Kiri Sosial membuka ruang bagi kawan-kawan yang ingin berkontribusi pada Kirisosial.blog. Kami menerima kontribusi dalam bentuk artikel terjemahan yang memuat tentang inspirasi gerakan yang partisipatif atau tentang inspirasi persatuan. Silahkan kirim terjemahan anda melalui inbox FB atau kirim melalui kirisosial@gmail.com. Terimakasih

KONDISI YANG MENYEBABKAN PEMOGOKAN UMUM DI BRASIL

Persatuan dan Pemogokan Umum
Roberto Véras de Oliveira 10 May 2017

Aksi mogok di Belo Horizonte, kota ke empat terbesar di Brazil

Pada tanggal 28 April, Brazil menjadi saksi terjadinya pemogokan umum terbesar sepanjang sejarah. Lalu, apa yang berubah setelah pemogokan? Bagaimana kelanjutan perlawananan terhadap pemerintahan Temer?

▬▬▬▬▬▬▬▬▬▬

◆ **LATIHAN SINGKAT 1**
Menurut teks tentang pemogokan umum di Brasil, pada tanggal berapa pemogokan umum terbesar sepanjang sejarah Brasil terjadi?
◆ **LATIHAN SINGKAT 2**
Tuliskan lanjutan teks tentang pemogokan umum di Brasil, mulai sesudah kalimat terakhirnya.

▬▬▬▬▬▬▬▬▬▬

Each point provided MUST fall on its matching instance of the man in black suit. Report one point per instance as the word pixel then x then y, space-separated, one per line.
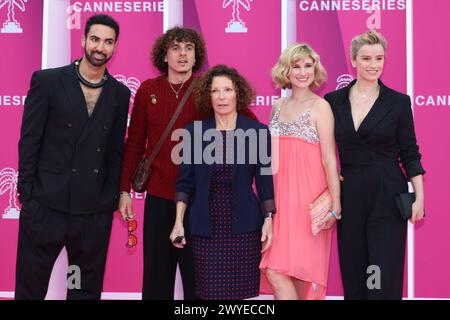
pixel 70 154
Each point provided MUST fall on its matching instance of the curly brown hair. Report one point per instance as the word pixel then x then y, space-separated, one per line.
pixel 178 34
pixel 244 92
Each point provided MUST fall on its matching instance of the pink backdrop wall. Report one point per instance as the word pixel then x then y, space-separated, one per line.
pixel 330 32
pixel 432 118
pixel 253 53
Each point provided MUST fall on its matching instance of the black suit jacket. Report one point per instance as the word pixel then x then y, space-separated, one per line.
pixel 69 161
pixel 386 136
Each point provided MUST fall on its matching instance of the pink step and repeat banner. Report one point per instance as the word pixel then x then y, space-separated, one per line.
pixel 329 26
pixel 20 55
pixel 432 118
pixel 246 35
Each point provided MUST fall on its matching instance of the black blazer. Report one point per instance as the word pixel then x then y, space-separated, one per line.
pixel 69 161
pixel 386 136
pixel 248 209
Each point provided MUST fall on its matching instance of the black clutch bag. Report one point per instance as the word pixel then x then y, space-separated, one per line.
pixel 404 203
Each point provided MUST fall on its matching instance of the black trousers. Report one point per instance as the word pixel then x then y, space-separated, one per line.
pixel 371 233
pixel 160 256
pixel 43 232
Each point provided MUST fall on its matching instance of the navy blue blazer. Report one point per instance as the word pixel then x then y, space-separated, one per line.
pixel 248 209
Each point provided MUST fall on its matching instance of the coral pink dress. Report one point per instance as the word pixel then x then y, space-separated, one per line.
pixel 299 178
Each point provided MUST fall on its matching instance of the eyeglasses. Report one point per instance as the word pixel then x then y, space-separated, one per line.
pixel 132 239
pixel 218 93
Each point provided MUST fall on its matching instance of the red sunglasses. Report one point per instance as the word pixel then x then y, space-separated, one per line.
pixel 132 239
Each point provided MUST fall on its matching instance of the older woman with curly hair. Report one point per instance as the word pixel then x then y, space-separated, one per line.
pixel 177 54
pixel 229 224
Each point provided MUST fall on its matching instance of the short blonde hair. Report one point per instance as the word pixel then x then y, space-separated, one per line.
pixel 367 38
pixel 292 54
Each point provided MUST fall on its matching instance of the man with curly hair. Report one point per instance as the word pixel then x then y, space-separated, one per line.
pixel 177 54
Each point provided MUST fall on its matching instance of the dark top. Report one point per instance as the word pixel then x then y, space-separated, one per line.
pixel 194 181
pixel 69 161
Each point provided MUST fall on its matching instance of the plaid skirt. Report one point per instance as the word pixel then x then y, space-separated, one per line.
pixel 226 264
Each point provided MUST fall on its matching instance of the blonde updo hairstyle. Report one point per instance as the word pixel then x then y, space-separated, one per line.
pixel 292 54
pixel 370 37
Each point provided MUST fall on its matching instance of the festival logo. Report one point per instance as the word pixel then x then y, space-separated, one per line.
pixel 11 25
pixel 8 182
pixel 236 25
pixel 343 81
pixel 133 84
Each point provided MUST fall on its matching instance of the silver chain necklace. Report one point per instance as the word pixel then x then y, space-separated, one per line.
pixel 174 91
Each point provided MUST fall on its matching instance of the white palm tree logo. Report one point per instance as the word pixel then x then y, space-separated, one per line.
pixel 343 80
pixel 236 24
pixel 8 181
pixel 133 84
pixel 11 25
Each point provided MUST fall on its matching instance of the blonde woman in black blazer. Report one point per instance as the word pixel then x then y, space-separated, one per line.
pixel 375 134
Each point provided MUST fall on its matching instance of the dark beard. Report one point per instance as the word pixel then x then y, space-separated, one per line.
pixel 93 61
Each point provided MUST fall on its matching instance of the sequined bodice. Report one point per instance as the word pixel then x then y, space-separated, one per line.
pixel 301 127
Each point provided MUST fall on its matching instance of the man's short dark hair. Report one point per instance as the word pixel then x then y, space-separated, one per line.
pixel 102 19
pixel 178 34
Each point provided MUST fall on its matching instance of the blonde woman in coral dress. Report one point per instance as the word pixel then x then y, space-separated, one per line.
pixel 302 128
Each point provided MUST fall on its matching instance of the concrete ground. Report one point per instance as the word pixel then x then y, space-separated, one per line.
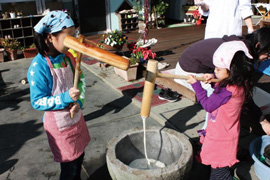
pixel 24 150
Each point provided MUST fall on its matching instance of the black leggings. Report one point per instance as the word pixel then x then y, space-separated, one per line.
pixel 221 174
pixel 72 170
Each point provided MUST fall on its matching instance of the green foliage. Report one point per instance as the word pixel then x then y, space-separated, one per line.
pixel 114 38
pixel 9 43
pixel 133 60
pixel 160 7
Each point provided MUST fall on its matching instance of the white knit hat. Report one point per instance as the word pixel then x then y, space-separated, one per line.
pixel 223 56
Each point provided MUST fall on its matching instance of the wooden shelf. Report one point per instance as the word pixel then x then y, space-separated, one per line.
pixel 128 21
pixel 24 32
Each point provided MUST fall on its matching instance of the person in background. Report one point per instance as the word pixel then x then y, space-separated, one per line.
pixel 50 77
pixel 197 59
pixel 234 70
pixel 225 17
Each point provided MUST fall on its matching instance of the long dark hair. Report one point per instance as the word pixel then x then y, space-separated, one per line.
pixel 241 74
pixel 261 36
pixel 39 40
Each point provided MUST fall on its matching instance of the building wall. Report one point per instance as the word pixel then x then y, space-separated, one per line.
pixel 114 5
pixel 175 11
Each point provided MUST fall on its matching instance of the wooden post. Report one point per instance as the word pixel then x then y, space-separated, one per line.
pixel 149 86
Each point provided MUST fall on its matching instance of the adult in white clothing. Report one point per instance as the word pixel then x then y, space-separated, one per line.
pixel 225 17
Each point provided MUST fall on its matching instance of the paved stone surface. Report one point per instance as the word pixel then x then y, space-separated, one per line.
pixel 24 150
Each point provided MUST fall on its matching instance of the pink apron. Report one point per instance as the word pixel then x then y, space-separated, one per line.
pixel 67 136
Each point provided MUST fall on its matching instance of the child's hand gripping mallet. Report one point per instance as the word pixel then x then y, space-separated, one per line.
pixel 77 68
pixel 149 84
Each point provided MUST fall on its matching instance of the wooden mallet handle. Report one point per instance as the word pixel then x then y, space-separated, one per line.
pixel 174 76
pixel 77 68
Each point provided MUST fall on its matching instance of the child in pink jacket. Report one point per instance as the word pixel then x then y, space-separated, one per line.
pixel 234 69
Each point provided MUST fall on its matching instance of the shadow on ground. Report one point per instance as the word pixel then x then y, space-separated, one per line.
pixel 12 138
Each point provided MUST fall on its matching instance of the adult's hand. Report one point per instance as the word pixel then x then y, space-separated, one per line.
pixel 74 93
pixel 265 126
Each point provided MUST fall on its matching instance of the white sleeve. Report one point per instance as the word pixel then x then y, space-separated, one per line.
pixel 245 8
pixel 203 12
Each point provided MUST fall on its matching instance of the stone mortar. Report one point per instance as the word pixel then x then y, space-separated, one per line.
pixel 163 144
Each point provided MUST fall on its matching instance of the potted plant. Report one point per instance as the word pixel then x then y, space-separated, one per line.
pixel 159 8
pixel 29 52
pixel 13 11
pixel 131 73
pixel 197 17
pixel 113 40
pixel 142 54
pixel 2 50
pixel 10 45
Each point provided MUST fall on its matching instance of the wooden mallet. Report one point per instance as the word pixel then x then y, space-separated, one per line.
pixel 92 50
pixel 149 85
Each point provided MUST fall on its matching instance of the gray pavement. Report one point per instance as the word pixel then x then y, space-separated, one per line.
pixel 24 150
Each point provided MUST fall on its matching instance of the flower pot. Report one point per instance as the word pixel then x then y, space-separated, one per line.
pixel 199 22
pixel 113 48
pixel 128 75
pixel 12 15
pixel 30 52
pixel 2 50
pixel 12 54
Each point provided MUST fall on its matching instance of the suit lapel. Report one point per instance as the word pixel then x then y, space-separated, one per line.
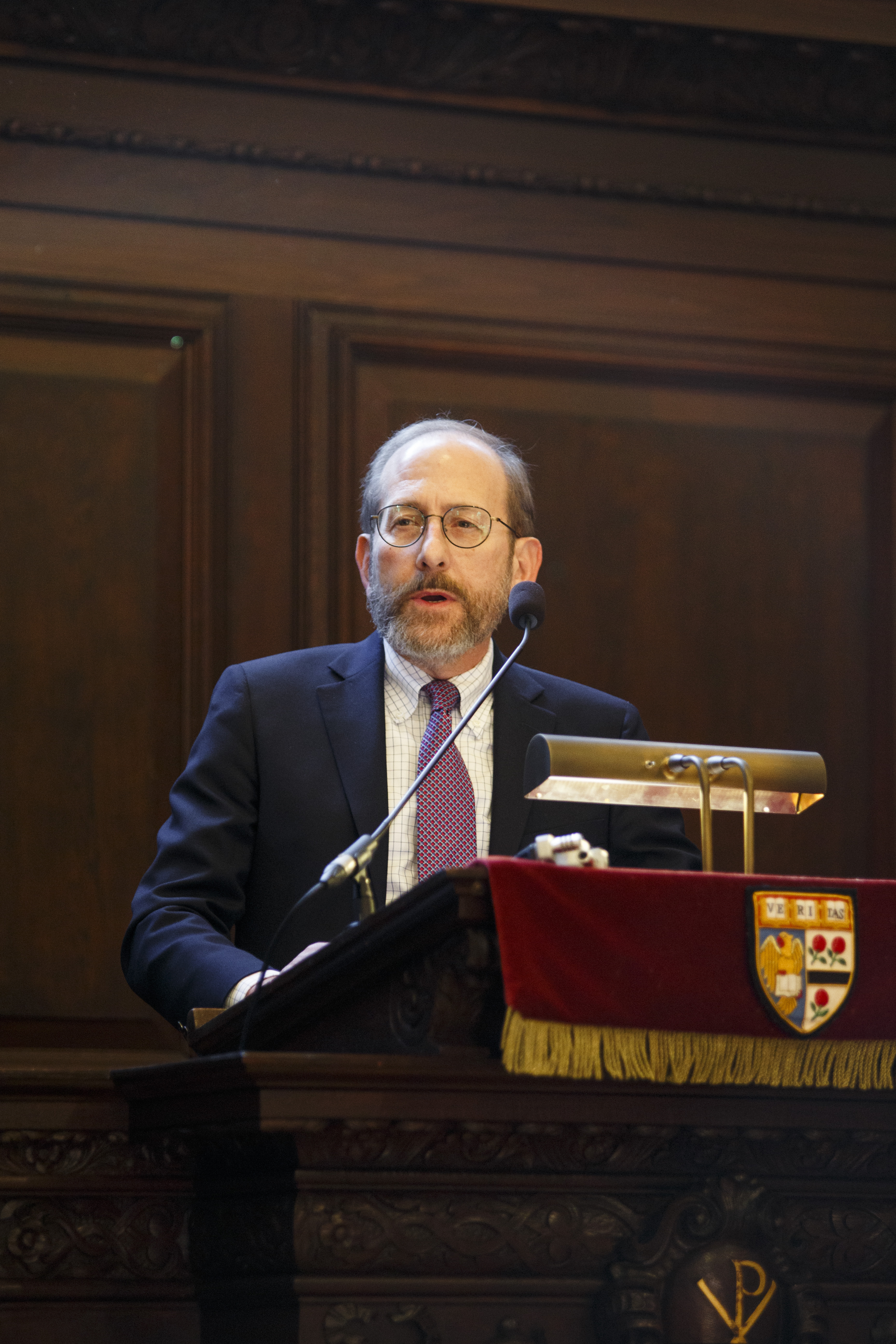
pixel 516 722
pixel 355 716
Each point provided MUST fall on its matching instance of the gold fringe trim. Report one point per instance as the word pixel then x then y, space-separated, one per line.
pixel 557 1049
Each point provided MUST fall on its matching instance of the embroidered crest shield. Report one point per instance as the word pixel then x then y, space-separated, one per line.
pixel 803 955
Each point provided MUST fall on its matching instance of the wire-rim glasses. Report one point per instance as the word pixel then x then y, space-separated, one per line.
pixel 465 525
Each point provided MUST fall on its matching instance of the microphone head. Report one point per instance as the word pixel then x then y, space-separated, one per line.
pixel 527 605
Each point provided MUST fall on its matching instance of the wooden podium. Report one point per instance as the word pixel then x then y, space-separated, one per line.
pixel 369 1174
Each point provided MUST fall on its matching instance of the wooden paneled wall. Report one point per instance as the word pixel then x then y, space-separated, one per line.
pixel 201 346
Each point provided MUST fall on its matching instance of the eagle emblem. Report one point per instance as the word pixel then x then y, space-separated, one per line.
pixel 804 955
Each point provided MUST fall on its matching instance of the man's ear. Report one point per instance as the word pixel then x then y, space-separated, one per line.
pixel 527 560
pixel 363 558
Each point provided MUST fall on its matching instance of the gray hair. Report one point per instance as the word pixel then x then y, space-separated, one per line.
pixel 521 502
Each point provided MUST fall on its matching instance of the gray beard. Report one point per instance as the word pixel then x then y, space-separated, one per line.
pixel 401 626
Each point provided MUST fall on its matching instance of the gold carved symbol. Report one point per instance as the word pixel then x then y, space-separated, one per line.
pixel 738 1323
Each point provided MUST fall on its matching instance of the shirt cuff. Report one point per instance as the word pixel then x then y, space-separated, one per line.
pixel 244 986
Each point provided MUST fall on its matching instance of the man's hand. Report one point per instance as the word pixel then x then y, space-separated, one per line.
pixel 249 984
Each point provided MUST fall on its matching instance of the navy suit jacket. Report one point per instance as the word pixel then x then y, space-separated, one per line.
pixel 289 768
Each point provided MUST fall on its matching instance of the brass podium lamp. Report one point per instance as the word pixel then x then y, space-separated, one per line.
pixel 655 775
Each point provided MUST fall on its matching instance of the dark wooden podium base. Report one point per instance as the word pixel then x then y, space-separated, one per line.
pixel 409 1201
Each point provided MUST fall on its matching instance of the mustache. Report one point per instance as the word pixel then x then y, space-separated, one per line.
pixel 424 582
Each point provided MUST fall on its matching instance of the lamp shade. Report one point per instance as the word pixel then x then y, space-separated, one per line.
pixel 623 771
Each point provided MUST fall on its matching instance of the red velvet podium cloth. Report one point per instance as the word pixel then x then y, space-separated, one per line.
pixel 658 952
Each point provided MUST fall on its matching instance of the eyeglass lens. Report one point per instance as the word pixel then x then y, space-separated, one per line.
pixel 467 526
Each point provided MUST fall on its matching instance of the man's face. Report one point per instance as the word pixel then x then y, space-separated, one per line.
pixel 433 601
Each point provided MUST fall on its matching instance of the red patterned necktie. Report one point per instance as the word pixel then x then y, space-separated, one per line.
pixel 445 803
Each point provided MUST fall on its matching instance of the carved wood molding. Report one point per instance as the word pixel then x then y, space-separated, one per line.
pixel 93 1237
pixel 42 1155
pixel 524 61
pixel 445 174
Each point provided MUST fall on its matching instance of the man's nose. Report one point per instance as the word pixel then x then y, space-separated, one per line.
pixel 433 547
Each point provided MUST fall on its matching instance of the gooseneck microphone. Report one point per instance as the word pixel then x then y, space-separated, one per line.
pixel 526 607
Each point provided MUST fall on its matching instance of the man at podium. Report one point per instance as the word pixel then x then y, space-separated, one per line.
pixel 304 752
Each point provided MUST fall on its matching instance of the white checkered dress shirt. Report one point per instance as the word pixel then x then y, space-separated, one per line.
pixel 408 714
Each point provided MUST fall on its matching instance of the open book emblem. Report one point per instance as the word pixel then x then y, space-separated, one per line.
pixel 804 955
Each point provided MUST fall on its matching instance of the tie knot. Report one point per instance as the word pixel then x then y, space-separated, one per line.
pixel 444 695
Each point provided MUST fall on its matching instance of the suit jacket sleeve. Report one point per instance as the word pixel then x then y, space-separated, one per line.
pixel 178 954
pixel 648 838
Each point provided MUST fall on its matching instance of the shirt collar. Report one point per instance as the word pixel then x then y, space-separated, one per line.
pixel 406 682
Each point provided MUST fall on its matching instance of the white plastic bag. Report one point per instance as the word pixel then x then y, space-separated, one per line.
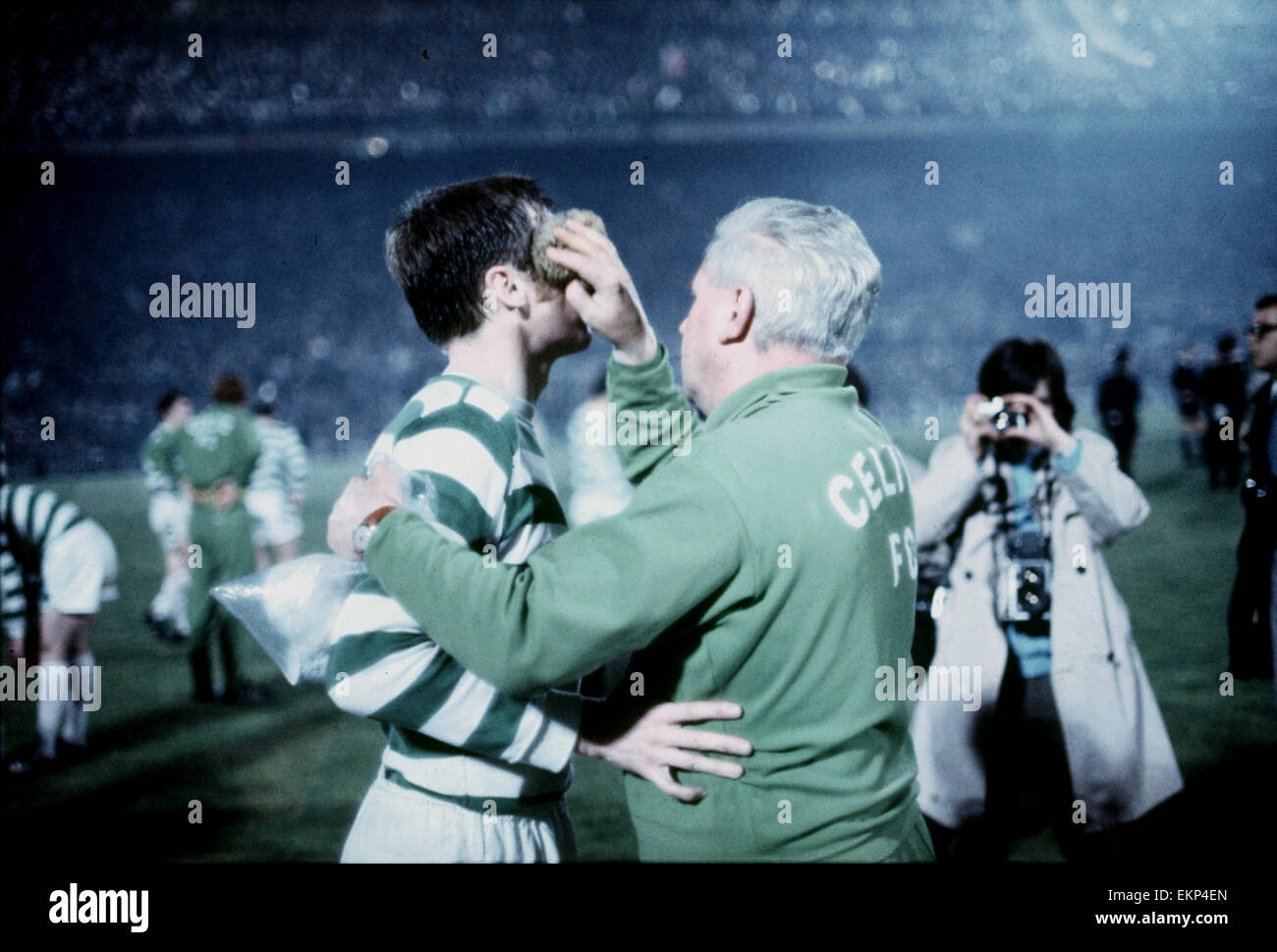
pixel 290 608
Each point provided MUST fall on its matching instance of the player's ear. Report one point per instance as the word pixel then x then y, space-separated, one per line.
pixel 505 285
pixel 739 317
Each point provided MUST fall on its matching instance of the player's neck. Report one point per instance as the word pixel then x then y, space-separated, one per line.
pixel 502 364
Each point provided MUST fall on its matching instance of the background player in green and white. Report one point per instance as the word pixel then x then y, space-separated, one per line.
pixel 472 773
pixel 169 515
pixel 77 565
pixel 215 453
pixel 277 488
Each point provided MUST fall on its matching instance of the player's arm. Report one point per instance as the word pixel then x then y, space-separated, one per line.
pixel 407 680
pixel 598 591
pixel 650 387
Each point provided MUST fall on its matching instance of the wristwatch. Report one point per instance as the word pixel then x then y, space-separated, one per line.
pixel 362 533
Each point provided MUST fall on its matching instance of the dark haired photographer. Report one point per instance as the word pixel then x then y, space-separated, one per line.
pixel 1068 726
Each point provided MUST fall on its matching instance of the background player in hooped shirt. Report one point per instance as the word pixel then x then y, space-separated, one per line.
pixel 472 773
pixel 771 562
pixel 277 488
pixel 169 517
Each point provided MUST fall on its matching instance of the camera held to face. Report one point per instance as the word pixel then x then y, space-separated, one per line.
pixel 1000 417
pixel 1025 578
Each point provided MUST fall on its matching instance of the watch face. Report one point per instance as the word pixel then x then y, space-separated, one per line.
pixel 361 535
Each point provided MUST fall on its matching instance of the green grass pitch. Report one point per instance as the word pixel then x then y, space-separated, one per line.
pixel 284 781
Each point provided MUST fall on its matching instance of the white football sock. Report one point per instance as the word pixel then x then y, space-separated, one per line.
pixel 76 721
pixel 50 708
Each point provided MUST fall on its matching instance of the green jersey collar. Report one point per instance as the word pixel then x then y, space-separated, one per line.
pixel 773 386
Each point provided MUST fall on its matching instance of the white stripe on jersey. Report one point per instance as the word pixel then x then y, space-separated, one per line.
pixel 37 517
pixel 282 462
pixel 456 454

▬▬▬▬▬▬▬▬▬▬

◆ **HASIL LATIHAN 1**
Pada tanggal 28 April.

◆ **HASIL LATIHAN 2**
Pemogokan umum yang terjadi tanggal 28 April 2017 lalu terjadi 11 tahun paska pemogokan umum pertama. Selama kurun waktu tersebut, gerakan buruh secara aktif telah mewarnai sejarah perkembangan Brazil. Setelah dua dekade dibawah belenggu kediktatoran (1964-1985), dengan segala penganiayaannya, gerakan buruh memiliki peran yang menonjol dalam pembangunan proses demokratisasi dan keberhasilannya dalam memasukan isu-isu kesejahteraan sosial ke dalam undang-undang dasar yang direvisi tahun 1988. Diantara tahun 1983 hingga 1996, serikat-serikat buruh Brazil telah mengadakan enam kali pemogokan umum. 

Sejak awal, sudah terdapat dua model gerakan yang berbeda; yang pertama diwakili oleh Unified Workers' Central (CUT), yang terbentuk tahun 1983, pewaris "new unionism”—gerakan persatuan buruh yang muncul di tahun 1970—dan berafiliasi pada Partai Buruh (PT); kelompok satunya direpresentasikan National Conference of the Working Class (CONCLAT), yang dibentuk di tahun yang sama dengan dukungan sector-sektor pekerja yang terkait dengan konfederasi yang tergabung dalam CONCLAT, dan mengubah namanya di tahun 1986 menjadi General Confederation of Workers (CGT). Beberapa tahun kemudian, di tahun 1991, sebuah faksi dalam CGT membentuk Union Force (FS), yang mendukung pemandangan pragmatis neoliberal.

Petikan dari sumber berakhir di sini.